** Quoted passage follows **

Former lighthouse in Virginia, United States

The Lambert Point Light was a small screwpile lighthouse at Lambert's Point in Norfolk, Virginia, United States; it was built in 1872.

The lighthouse was meant to serve the increased shipping traffic on the Elizabeth River, and initially was designed with six piles. The plans were changed when five surplus piles were found; in the end the structure was square, and sat on these five piles. The building was painted brown, and showed a red light from a fifth-order Fresnel lens.

Within a few months the lighthouse had settled more than 1 foot on one side. The reason was never discovered, but it was believed that the missing sixth pile might have contributed to the problem. Eventually the structure sat at a tilt, with the west side about 14 inches lower than the east. To stabilize the building, more piles were added to the foundation; at this time a dock and pier were added to the station.

The lighthouse gradually became useless due to construction at the point, and eventually it was surrounded by piers and warehouses built by the Norfolk and Western Railroad. It was eventually suggested that a new lighthouse be built at Bush's Bluff, some miles upriver, and that this might supersede the light at Lambert's Point. This project failed, however, because a new lighthouse was deemed too expensive. The Lambert Point Light was finally extinguished on December 31, 1892, the same year that Bush's Bluff was marked with a lightvessel. The fog signal at the station was reestablished in 1901, and served for the next 10 years. The building eventually collapsed sometime around 1911, and no trace of it remains.

** End of Quoted passage **
** Records follows **

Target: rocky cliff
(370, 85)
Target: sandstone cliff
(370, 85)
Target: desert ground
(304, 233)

** End of Records **

* _Description of the task_:
Reproduce the part of the Lambert Point Light text that begins at "Former lighthouse in" and ends after "fifth-order Fresnel lens.".

* _Your solution_:
Former lighthouse in Virginia, United States

The Lambert Point Light was a small screwpile lighthouse at Lambert's Point in Norfolk, Virginia, United States; it was built in 1872.

The lighthouse was meant to serve the increased shipping traffic on the Elizabeth River, and initially was designed with six piles. The plans were changed when five surplus piles were found; in the end the structure was square, and sat on these five piles. The building was painted brown, and showed a red light from a fifth-order Fresnel lens.